What the task asks: Pull out every line of the records below that contains the string "balcony", and copy each one. Case counts.

Dataset rows:
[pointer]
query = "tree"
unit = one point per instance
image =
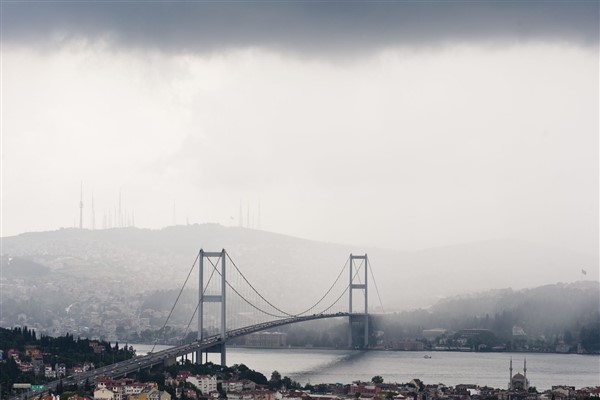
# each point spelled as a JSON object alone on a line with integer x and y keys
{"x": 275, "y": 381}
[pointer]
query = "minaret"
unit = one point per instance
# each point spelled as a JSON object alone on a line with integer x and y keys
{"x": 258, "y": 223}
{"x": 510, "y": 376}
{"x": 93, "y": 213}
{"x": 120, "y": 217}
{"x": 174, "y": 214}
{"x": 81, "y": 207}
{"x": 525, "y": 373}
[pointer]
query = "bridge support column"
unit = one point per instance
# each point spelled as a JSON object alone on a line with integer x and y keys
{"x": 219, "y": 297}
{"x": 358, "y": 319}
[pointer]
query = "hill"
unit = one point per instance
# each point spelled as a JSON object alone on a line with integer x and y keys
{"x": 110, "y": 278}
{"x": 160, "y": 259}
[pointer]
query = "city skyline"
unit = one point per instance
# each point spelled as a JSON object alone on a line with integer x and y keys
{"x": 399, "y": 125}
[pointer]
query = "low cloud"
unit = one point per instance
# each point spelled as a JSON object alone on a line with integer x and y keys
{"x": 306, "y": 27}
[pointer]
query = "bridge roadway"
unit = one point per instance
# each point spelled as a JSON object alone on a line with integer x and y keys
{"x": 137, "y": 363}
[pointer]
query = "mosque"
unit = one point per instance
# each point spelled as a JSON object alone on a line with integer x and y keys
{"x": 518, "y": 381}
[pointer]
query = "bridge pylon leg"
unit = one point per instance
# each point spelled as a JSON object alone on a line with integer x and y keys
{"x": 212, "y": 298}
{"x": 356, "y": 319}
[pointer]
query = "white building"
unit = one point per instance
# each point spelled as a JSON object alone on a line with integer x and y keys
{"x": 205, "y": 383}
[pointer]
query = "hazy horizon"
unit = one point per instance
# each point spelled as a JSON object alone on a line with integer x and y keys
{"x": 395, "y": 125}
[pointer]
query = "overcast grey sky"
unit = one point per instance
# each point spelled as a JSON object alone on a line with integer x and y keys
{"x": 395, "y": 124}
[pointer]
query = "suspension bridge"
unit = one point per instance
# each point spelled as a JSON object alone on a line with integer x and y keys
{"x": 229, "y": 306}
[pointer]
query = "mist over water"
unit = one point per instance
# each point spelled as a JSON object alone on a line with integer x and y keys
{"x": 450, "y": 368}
---
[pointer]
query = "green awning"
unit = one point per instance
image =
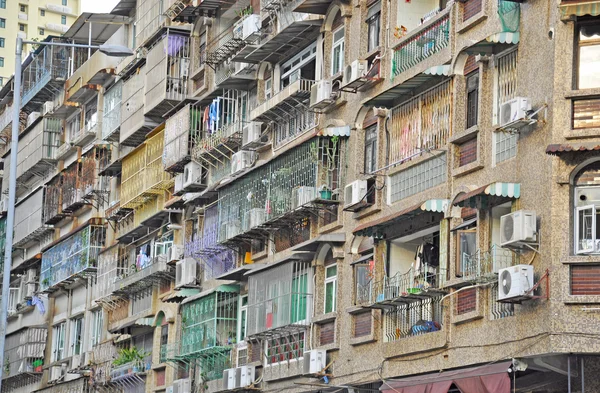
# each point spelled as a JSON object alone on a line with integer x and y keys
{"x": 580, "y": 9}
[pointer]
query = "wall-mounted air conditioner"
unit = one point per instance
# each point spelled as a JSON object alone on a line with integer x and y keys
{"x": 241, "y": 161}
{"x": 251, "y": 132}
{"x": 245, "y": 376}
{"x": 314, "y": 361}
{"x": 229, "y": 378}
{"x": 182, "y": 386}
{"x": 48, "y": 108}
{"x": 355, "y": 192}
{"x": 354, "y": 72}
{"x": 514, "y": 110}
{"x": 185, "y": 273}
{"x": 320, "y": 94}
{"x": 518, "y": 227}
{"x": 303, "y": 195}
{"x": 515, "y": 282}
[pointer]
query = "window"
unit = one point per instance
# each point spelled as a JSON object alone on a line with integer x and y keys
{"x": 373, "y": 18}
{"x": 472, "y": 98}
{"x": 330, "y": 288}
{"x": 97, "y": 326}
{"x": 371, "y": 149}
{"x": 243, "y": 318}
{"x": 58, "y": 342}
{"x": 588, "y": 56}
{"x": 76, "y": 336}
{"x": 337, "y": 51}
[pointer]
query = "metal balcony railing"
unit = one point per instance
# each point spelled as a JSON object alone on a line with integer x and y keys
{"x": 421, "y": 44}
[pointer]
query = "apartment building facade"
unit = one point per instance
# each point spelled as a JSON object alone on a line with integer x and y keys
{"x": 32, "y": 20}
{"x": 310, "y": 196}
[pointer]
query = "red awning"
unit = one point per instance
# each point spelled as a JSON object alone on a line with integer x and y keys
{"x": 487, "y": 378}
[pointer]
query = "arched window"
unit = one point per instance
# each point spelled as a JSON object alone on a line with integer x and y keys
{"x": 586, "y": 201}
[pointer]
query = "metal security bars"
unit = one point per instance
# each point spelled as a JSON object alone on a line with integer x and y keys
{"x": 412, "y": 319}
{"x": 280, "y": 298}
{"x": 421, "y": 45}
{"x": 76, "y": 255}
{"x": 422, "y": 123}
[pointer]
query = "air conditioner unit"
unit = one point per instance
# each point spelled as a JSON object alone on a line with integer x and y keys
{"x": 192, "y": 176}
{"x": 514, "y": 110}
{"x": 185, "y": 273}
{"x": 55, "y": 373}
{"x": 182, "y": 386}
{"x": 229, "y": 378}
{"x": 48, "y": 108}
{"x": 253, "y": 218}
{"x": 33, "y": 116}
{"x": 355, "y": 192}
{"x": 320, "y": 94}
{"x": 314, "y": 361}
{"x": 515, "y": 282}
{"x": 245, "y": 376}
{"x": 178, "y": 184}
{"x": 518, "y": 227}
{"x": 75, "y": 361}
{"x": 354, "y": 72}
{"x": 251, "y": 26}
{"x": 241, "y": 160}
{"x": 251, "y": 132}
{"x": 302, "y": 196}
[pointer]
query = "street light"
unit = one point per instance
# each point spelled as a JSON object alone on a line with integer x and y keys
==
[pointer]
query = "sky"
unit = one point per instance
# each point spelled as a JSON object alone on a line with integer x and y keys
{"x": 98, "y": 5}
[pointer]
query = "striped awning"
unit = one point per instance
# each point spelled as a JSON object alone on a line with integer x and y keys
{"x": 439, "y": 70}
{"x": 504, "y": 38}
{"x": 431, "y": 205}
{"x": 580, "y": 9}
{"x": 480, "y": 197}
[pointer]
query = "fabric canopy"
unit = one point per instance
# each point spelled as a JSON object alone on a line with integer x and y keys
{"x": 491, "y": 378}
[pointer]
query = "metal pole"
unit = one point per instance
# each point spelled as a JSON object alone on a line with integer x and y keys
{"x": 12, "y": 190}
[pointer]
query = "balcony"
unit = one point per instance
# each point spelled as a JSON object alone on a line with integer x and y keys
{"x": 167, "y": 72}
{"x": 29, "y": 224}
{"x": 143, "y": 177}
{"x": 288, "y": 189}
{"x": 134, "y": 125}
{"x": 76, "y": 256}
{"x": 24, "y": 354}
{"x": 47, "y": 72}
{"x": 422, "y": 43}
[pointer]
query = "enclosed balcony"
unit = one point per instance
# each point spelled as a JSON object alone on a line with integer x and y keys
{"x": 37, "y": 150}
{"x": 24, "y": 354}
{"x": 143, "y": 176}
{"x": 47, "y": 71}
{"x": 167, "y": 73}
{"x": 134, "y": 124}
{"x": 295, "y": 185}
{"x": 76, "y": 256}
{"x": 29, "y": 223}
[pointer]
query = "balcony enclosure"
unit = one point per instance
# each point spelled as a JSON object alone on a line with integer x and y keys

Result of the task:
query = "metal balcony railing"
query = "balcony"
query = "enclosed balcony"
query = "balcony enclosure"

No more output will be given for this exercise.